YOUR INSTRUCTIONS: Please find each line below that contains the string "rope" and copy those lines.

STORED ROWS:

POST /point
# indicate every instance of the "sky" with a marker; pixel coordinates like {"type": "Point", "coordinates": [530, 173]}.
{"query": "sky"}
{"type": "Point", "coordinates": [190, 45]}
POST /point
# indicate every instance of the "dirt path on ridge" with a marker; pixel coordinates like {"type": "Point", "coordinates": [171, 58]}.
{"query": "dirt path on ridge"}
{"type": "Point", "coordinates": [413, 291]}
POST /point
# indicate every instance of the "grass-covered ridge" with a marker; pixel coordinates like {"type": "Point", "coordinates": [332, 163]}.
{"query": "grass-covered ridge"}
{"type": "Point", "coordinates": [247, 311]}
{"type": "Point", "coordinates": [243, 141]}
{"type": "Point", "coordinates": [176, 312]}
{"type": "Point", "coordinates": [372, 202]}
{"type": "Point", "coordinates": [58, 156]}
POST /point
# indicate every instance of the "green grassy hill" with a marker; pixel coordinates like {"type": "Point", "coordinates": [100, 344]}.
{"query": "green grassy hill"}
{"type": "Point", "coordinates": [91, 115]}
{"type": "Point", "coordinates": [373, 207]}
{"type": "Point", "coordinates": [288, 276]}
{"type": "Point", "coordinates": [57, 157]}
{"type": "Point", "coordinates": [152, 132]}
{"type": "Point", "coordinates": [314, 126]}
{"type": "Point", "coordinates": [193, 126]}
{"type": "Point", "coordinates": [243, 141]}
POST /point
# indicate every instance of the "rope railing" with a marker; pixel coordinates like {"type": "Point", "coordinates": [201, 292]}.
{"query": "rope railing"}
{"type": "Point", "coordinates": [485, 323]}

---

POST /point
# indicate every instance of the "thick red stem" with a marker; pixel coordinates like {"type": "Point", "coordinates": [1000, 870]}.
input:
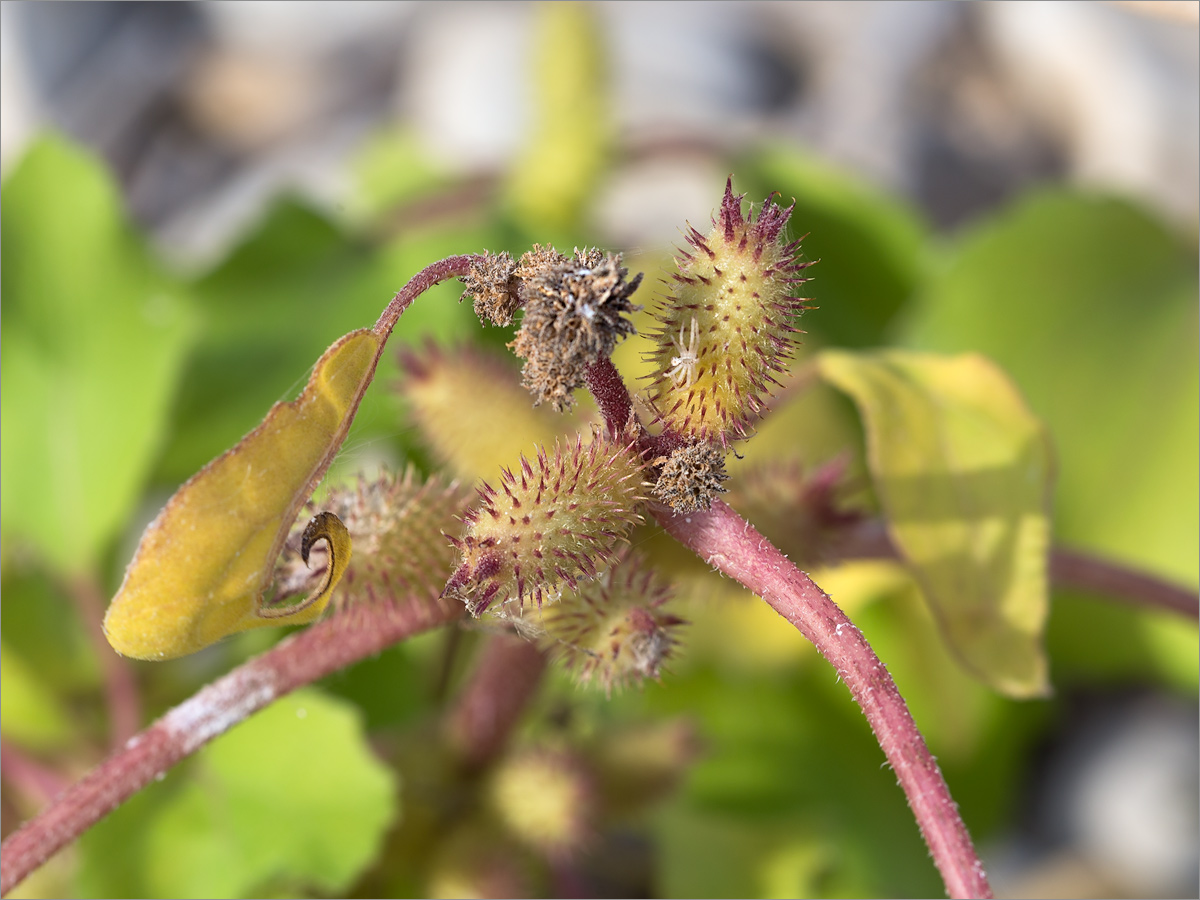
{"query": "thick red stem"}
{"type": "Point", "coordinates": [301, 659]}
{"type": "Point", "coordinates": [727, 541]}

...

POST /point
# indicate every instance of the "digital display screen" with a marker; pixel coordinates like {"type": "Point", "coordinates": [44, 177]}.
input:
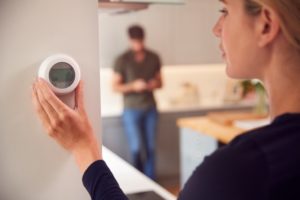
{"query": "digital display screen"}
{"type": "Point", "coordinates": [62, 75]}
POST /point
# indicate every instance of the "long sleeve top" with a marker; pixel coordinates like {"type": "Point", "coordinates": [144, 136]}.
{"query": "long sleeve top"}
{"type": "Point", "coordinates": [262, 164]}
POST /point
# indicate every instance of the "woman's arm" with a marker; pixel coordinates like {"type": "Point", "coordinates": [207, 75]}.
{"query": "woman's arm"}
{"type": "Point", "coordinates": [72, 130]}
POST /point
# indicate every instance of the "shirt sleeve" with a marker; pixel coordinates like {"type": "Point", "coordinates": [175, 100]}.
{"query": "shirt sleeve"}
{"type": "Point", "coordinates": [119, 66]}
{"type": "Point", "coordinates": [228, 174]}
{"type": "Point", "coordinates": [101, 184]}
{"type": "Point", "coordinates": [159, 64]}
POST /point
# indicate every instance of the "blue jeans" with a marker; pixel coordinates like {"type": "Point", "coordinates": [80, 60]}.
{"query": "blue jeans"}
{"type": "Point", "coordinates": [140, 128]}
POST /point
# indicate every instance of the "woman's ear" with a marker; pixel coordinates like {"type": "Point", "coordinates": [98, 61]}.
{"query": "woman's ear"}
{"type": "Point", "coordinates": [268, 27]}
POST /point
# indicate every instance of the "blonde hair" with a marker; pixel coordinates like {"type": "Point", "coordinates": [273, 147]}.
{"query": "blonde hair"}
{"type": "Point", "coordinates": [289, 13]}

WRITTEN REPLY:
# indicate every instance of the "rope railing" with a marker; pixel coordinates like {"type": "Point", "coordinates": [201, 292]}.
{"query": "rope railing"}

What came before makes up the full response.